■ STATED EXERCISE: Without including any pictures, write out the listing below exactly.

■ INFORMATION SHOWN:
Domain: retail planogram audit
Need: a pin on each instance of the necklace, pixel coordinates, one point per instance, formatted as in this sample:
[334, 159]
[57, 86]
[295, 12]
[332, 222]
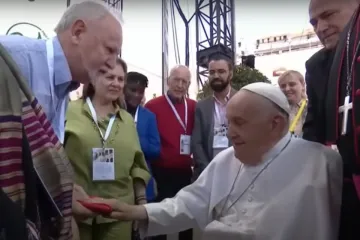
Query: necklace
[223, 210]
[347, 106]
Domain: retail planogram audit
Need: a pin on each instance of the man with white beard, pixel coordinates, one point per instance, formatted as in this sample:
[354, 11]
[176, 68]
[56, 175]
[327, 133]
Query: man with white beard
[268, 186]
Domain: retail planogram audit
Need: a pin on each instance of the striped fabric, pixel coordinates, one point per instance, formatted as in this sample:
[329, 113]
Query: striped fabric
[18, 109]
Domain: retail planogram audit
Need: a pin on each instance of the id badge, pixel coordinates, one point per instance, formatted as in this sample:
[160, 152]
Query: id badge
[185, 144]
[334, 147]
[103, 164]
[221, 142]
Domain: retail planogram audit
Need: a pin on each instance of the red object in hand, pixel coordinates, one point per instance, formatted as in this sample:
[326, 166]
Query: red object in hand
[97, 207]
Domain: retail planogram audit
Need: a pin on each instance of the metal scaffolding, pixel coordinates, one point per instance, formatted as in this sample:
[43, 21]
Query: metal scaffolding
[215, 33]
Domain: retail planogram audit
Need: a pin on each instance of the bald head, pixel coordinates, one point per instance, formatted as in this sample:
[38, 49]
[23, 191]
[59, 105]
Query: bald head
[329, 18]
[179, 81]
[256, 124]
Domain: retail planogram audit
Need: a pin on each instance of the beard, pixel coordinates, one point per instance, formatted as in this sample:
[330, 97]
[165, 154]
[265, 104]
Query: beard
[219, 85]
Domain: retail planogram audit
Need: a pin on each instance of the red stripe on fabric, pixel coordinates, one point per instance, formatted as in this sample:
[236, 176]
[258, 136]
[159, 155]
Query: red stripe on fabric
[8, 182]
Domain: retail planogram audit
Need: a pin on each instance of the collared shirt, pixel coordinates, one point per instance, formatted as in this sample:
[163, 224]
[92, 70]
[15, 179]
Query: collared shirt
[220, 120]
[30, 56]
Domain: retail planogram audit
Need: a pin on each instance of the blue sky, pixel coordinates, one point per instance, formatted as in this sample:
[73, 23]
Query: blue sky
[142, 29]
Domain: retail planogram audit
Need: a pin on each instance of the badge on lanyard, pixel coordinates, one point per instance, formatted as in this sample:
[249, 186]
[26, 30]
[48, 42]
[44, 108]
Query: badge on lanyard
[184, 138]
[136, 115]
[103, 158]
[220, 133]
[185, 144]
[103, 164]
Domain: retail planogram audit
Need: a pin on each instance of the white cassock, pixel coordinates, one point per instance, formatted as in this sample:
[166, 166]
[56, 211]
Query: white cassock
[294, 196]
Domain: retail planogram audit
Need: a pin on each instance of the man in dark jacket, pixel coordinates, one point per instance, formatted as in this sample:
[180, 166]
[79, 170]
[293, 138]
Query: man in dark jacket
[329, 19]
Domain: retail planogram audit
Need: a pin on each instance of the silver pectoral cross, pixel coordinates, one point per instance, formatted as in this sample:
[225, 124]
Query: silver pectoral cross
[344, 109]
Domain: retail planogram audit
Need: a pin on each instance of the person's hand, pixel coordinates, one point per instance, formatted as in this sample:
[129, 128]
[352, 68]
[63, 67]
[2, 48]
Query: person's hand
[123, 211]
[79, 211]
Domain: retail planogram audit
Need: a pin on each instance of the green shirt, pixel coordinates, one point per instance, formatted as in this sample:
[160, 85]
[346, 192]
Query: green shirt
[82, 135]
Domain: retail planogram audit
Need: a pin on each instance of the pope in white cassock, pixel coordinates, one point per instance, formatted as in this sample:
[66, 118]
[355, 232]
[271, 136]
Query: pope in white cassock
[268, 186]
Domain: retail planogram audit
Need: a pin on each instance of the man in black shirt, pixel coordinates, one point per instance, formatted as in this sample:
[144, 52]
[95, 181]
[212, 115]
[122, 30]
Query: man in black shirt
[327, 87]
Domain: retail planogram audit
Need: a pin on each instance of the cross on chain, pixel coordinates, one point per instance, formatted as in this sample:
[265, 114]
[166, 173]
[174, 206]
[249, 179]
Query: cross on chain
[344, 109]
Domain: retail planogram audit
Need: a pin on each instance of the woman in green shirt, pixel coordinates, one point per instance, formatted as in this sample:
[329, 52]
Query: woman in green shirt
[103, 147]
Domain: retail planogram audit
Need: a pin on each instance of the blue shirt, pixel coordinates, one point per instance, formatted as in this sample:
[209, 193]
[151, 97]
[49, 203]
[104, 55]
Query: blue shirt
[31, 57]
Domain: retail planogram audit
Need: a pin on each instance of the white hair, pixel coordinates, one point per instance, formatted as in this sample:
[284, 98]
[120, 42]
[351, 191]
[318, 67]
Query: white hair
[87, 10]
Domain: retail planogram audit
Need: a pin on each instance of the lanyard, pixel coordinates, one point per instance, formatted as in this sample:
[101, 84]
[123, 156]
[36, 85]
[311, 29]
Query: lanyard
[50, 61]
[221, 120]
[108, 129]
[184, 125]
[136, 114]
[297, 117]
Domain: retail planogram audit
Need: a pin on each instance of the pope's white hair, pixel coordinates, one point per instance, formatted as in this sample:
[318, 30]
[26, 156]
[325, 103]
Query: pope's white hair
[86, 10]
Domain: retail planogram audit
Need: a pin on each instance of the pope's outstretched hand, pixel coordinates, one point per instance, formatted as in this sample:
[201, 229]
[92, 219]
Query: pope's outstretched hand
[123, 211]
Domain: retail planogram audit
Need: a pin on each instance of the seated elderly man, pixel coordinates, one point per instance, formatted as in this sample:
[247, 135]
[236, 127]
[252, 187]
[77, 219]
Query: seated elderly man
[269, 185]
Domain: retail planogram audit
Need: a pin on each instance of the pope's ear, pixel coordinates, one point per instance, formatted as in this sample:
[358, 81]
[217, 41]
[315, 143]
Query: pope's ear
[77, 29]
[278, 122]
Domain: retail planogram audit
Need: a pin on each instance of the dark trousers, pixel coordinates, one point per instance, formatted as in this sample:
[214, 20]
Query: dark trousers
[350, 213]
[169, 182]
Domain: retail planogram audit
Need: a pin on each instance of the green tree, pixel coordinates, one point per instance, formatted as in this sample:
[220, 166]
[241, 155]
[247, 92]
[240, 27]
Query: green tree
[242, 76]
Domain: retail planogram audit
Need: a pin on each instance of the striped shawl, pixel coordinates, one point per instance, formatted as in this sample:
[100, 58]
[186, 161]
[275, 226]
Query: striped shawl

■ THE COMPLETED TASK:
Domain: retail planogram audit
Need: a pin on each instance of the necklace, pixel coordinates, one point per instance, formatted as in this sample:
[334, 159]
[57, 86]
[295, 12]
[332, 222]
Query: necklace
[223, 210]
[347, 106]
Domain: retail planogram audit
Need: a pin on each instance of the man with white beard, pixel coordinates, one point per instance, formatted as in this sample:
[354, 11]
[176, 68]
[56, 175]
[327, 133]
Query: man with white beard
[268, 186]
Domain: retail planogram audit
Need: a pin on each instance of the striped fabric, pixel coordinates, one point per instance, formatted as in this sample:
[329, 113]
Query: striped fabric
[18, 109]
Domain: retail planogram audit
Need: a pin on each instance of the id badge, pixel coordinates, one point per instance, formatted as in this sample:
[160, 152]
Query: id badge
[185, 144]
[334, 147]
[103, 164]
[221, 142]
Domain: retail planogram audit
Need: a pin on each instance of the red object in hand, pixel coordinates, one point per instance, formatted as in this sample:
[326, 166]
Query: red object in hand
[97, 207]
Domain: retail planogram audit
Need: a pin on each instance of the metal scaffolding, pixel coordinates, one point per instance, formatted as in this sample:
[43, 21]
Query: metal scaffolding
[215, 33]
Domain: retail planogram audit
Need: a pin on each instance of the bald head, pixel coordinates, one point per instance, formatted as in this sample:
[38, 49]
[23, 191]
[59, 105]
Query: bald head
[329, 18]
[179, 81]
[256, 124]
Domain: retail planogram audit
Need: a pin on each instance of the beard, pixel coordinates, one point per instance, formatted as in this sample:
[330, 97]
[165, 154]
[265, 104]
Query: beard
[219, 85]
Domain: retail planogram audit
Need: a pin on each instance of the red stripe on fabric, pixel coordinates, one point per instance, formatted as in this sample:
[236, 176]
[258, 136]
[159, 155]
Query: red stripe on fabric
[8, 182]
Domain: retail planogram audit
Need: a pin on each instance of the collared shirt, pixel coordinates, one point per instance, formatted as in this sample:
[163, 224]
[92, 70]
[15, 179]
Query: collared shirt
[220, 120]
[30, 56]
Domain: retail planogram audit
Need: a pin on each instance of the blue sky, pixel coordinates, one point per instance, formatted as in this sample:
[73, 23]
Query: blue sky
[142, 29]
Domain: retail planogram audit
Need: a pin on each instance of the badge on lanyard, pixel coordinates, one point per instance, formatted as in this sample:
[249, 186]
[26, 30]
[48, 42]
[44, 108]
Query: badge on lanyard
[184, 138]
[136, 115]
[103, 158]
[220, 133]
[185, 144]
[103, 164]
Domain: retail planogram audit
Need: a pin on each instance of the white cassock, pixel coordinates, one point per instance, formatted as in this sample:
[166, 166]
[56, 211]
Query: white cassock
[294, 196]
Domain: retail planogram audit
Need: a pin on each instance of the man in dark jacket, pixel coordinates, one point per instance, formatted as in this sample:
[180, 166]
[79, 170]
[293, 138]
Query: man in dark jacket
[329, 19]
Domain: retail planogram audit
Need: a pin on each instance of the silver pectoral cross, pixel coordinates, one point per instance, formatted as in this sample:
[225, 124]
Query: silver pectoral cross
[344, 109]
Domain: retail planogram audit
Need: a pin on each instance of the person's hand, pixel coordinates, one point per instance, formatted as in this sample:
[129, 128]
[352, 68]
[63, 67]
[2, 48]
Query: person's hand
[123, 211]
[79, 211]
Domain: retail planogram audit
Need: a pin on each instance of the green shirt, pixel coordinates, one point per instance, formatted as in this sample:
[160, 85]
[346, 192]
Query: green shirt
[82, 135]
Domain: retail planogram audit
Need: a pin on each instance of the pope in white cassock, pixel coordinates, one point per instance, formatted as in this sample:
[66, 118]
[355, 232]
[271, 136]
Query: pope in white cassock
[268, 186]
Domain: retail planogram audit
Need: a pin on each instance of the man in black shirt, pixel coordinates, one point per instance, formatted as in this sample:
[144, 52]
[95, 181]
[212, 115]
[122, 30]
Query: man in black shirt
[327, 87]
Domain: retail planogram audit
Need: a pin on each instance of the cross on chain, pixel coordinates, one point per instance, formatted as in this sample:
[265, 114]
[166, 173]
[174, 206]
[249, 179]
Query: cross on chain
[344, 109]
Domain: retail planogram audit
Need: a pin on each instance of the woman in green shirt, pixel coordinates, one point per instance, formatted as in this sample:
[329, 52]
Query: woman in green shirt
[103, 147]
Domain: retail planogram audit
Need: a pin on each instance of the blue shirt, pixel coordinates, one point per instance, formatted as in this sample:
[209, 193]
[151, 97]
[49, 203]
[104, 55]
Query: blue shirt
[31, 57]
Domain: retail planogram audit
Need: a pin on each instance of the white hair, pixel coordinates, one point per instance, formatted as in this sample:
[284, 98]
[120, 42]
[351, 191]
[318, 67]
Query: white hair
[87, 10]
Domain: retail planogram audit
Need: a pin on each instance of the lanyard, pixel coordinates, one point per instance, formatted as in this sample:
[101, 84]
[123, 156]
[36, 85]
[311, 29]
Query: lanyard
[50, 61]
[221, 120]
[108, 129]
[184, 125]
[136, 114]
[297, 117]
Domain: retail planogram audit
Need: a pin on each instance of the pope's white hair, pixel coordinates, one point per instance, formatted as in this sample:
[318, 30]
[26, 156]
[325, 103]
Query: pope's white hair
[86, 10]
Domain: retail planogram audit
Need: a pin on each instance of the pope's outstretched hand, pixel coordinates, one point per instance, formatted as in this sample:
[201, 229]
[92, 219]
Query: pope's outstretched hand
[123, 211]
Domain: retail planogram audit
Need: a pin on each instance of the seated elderly man, pixel coordinates, one point per instance, formatted as in this sample:
[247, 135]
[236, 127]
[252, 187]
[77, 219]
Query: seated elderly man
[269, 185]
Domain: retail planogram audit
Need: a pin on each instance of the pope's ear, pixel coordinates, one point per instance, formatted as in this sample:
[358, 81]
[217, 41]
[315, 143]
Query: pope's ear
[77, 29]
[278, 122]
Domain: retail planogram audit
Need: a pin on each instance of the dark trousers, pixel coordinates, one point per instance, formatted as in this sample:
[214, 20]
Query: dark trousers
[350, 213]
[169, 182]
Domain: retail planogram audit
Need: a pin on each instance of the green tree, pixel coordinates, one point per instance, formatted as in this sample:
[220, 166]
[241, 155]
[247, 92]
[240, 27]
Query: green tree
[242, 76]
Domain: retail planogram audit
Need: a pin on each instance of the striped shawl, pixel coordinates, one point per instance, formatted as in this sample:
[100, 58]
[186, 161]
[275, 226]
Query: striped shawl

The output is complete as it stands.